━━━ RECORDS SUPPLIED

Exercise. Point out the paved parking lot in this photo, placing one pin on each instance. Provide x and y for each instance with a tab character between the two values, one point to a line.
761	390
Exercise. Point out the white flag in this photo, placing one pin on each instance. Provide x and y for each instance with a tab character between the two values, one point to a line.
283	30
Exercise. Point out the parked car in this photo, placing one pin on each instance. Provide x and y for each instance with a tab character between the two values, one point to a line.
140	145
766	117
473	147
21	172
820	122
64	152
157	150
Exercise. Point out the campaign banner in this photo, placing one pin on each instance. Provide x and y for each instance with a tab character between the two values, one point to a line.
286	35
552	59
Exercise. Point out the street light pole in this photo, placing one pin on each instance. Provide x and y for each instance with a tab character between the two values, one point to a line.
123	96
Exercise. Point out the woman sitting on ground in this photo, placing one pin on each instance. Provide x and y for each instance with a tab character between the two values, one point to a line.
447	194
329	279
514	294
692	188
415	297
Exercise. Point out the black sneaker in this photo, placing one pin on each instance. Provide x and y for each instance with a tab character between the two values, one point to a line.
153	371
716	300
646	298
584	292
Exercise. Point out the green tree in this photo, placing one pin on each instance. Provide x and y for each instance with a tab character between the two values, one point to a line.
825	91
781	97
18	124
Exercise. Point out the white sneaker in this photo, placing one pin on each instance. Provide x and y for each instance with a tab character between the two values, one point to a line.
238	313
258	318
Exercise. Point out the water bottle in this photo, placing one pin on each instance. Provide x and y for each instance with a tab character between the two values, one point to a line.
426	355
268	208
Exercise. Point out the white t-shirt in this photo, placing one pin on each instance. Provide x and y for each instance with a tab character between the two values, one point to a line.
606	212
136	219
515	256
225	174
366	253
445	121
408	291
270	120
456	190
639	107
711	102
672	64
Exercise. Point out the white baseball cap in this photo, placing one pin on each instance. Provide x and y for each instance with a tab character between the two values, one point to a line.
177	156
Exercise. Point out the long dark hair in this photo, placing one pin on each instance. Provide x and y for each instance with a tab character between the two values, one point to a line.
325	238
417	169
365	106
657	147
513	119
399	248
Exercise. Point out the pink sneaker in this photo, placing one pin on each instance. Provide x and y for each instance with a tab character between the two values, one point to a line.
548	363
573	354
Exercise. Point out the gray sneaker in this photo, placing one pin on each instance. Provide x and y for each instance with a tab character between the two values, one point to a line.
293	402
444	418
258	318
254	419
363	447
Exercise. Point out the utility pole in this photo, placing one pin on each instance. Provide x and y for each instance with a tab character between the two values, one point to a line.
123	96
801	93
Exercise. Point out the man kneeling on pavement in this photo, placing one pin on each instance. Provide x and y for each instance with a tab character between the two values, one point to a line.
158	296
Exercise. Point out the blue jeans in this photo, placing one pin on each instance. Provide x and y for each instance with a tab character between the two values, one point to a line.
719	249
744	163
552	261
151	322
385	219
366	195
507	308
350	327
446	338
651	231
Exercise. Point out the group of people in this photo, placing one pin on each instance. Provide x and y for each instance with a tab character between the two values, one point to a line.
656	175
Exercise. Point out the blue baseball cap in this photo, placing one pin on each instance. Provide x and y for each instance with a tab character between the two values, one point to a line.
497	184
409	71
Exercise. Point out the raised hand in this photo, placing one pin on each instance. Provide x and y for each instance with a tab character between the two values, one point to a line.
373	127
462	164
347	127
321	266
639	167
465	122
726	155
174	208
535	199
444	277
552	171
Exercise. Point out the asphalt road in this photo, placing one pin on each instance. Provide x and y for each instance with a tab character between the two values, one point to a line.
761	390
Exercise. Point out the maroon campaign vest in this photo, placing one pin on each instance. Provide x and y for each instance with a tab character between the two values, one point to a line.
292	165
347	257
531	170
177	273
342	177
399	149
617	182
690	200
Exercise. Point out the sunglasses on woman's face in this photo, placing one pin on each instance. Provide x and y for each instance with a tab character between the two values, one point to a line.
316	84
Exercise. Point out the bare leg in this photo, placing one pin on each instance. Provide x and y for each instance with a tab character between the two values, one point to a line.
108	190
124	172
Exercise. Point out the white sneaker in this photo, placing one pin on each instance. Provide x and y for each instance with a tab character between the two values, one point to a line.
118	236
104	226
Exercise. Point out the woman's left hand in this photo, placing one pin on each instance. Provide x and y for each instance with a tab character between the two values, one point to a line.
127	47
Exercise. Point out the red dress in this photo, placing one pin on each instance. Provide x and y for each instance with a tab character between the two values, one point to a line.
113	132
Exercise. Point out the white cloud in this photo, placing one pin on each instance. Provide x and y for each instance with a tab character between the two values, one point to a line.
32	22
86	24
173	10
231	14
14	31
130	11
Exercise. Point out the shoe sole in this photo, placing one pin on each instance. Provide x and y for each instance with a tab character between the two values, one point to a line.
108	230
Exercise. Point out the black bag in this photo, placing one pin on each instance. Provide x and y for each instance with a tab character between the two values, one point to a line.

━━━━━━

TASK DETAILS » A complete, exact transcription of the data above is the required answer.

THE ANSWER »
Exercise. Point out the paved parking lot in this photo, placing one pin on each instance. Provide x and y for each instance with a tab character between the two values, one point to a line.
761	390
Exercise. Point out the white flag in this photo, placing one pin on each instance. Provide x and y for each instance with a tab character between the two values, one point to a line.
283	30
Exercise. Point out the parked car in this photo, placing one pin on each instance. Provide x and y for each instance with a tab character between the two values, one point to a line.
140	145
766	117
473	147
21	172
820	122
64	152
157	150
Exercise. Point out the campaign banner in this photo, placing one pin on each instance. Provide x and y for each instance with a tab character between the two values, one point to a line.
286	35
552	59
Exercise. Point out the street light pole in this photo, placing one pin on each instance. Provide x and y for each instance with a tab character between the two values, one point to a line.
123	96
Exercise. Point out the woman sitting on ground in this photo, placing one pin on each instance. Provide x and y for each instance with a tab character between the two values, one point to a line.
447	194
329	279
514	294
692	188
415	297
Exercise. Point out the black sneaker in this photo, placing one pin on each instance. Provide x and y for each instance with a tab character between the two values, one point to a line.
153	371
716	300
646	298
584	292
Exercise. Point out the green tree in this photo, placing one pin on each instance. Provide x and y for each instance with a tab character between the two values, one point to a line.
825	91
781	97
18	124
Exercise. Point out the white sneaker in this photo, placing one pin on each instance. Provide x and y for each instance with a tab character between the two values, one point to a line.
238	313
258	318
Exercise. Point out the water bottle in this photo, placing one pin on each instance. Provide x and y for each instance with a tab character between the two values, one point to a line.
426	355
268	208
Exercise. Point out the white t-shirt in this photo, placing one pin on each instance. Provide x and y for each instance with a tab character between the two values, one point to a line.
606	212
136	219
515	256
225	174
366	253
445	121
408	291
270	120
456	190
639	107
711	102
672	64
Exercise. Point out the white baseball cap in this photo, placing one pin on each instance. Provide x and y for each instance with a tab character between the two values, one point to a line.
177	156
Exercise. Point out the long dark hair in this photo, placing one pin on each instance. Provide x and y for each instance with a tab character between the two values, one point to a line.
325	238
417	169
365	106
657	147
513	119
399	248
Exercise. Point out the pink sneaker in this photo, placing one pin on each instance. Provide x and y for each instance with a tab character between the two values, one point to a line.
548	363
573	354
Exercise. Point out the gray sneaker in this photo, placing one pin on each instance. Provide x and y for each instance with a tab character between the two values, one point to a line.
293	402
444	418
258	318
254	419
363	447
Exercise. Point out the utility pole in this photo, placing one pin on each instance. Provide x and y for each instance with a tab character between the two values, one point to a line.
123	96
801	93
Exercise. Point out the man kneeling on pavement in this photo, placing one pin on each instance. Provide x and y for each instance with a tab character between the two values, one point to a line.
158	296
Exercise. Point out the blue jeans in this photo, placing one pin on each instance. Provide x and y for each instance with a tab character between the two values, one point to a line.
719	249
744	163
552	261
151	322
385	219
366	195
507	308
350	327
446	338
651	231
Exercise. Point out the group of people in this photo, placing one pin on each instance. Provide x and y for each instance with a tab character between the two values, one point to a line.
656	175
Exercise. Point out the blue baseball cap in this photo, placing one pin on each instance. Provide x and y for each instance with a tab character between the two values, one point to a line.
497	184
409	71
Exercise. Point out the raised hand in this photo, placing one pin on each instance. Provide x and y for each instance with a tab character between the two values, one point to a line.
373	127
462	164
347	127
321	266
639	167
465	122
726	155
174	208
535	199
444	277
552	171
Exercise. Point out the asphalt road in this photo, placing one pin on each instance. Provide x and y for each instance with a tab character between the two values, one point to a line.
761	390
Exercise. Point out the maroon campaign vest in this photo, placing one pin on each instance. Provide x and y for each instance with a tab character between the two values, one point to a line.
292	165
347	257
531	170
177	273
342	177
399	149
617	182
690	200
Exercise. Point out the sunglasses on woman's face in this photo, placing one pin on each instance. Provide x and y for each instance with a tab character between the two values, one point to a line.
316	84
Exercise. Point out the bare leg in this photo, placing one pin on each instance. Provide x and y for each instance with a tab character between the two values, one point to a line.
108	190
124	172
Exercise. Point out the white sneaker in this photo, placing one pin on each instance. Provide x and y for each instance with a tab character between the two values, one point to a line.
118	236
104	226
Exercise. Point out the woman's left hand in this photo, placing one pin on each instance. Provide x and y for each instance with a tab character between the two values, one point to a line.
127	47
Exercise. Point out the red dress in this photo, placing one pin on each instance. Provide x and y for each instance with a tab character between the two values, one point to a line.
113	132
Exercise. Point out the white cloud in this photo, placing one pin on each instance. Provide x and y for each instance with a tab character between the two values, one point to a line.
32	22
86	24
173	10
231	14
14	31
130	11
Exercise. Point out the shoe sole in this photo, placing one pin on each instance. Provide x and y for each instance with a tab character between the two values, one point to a line.
108	230
Exercise. Point out the black bag in this photo, placing one pin on each instance. Provide x and y for each instance with a tab character between the two values, one point to a line.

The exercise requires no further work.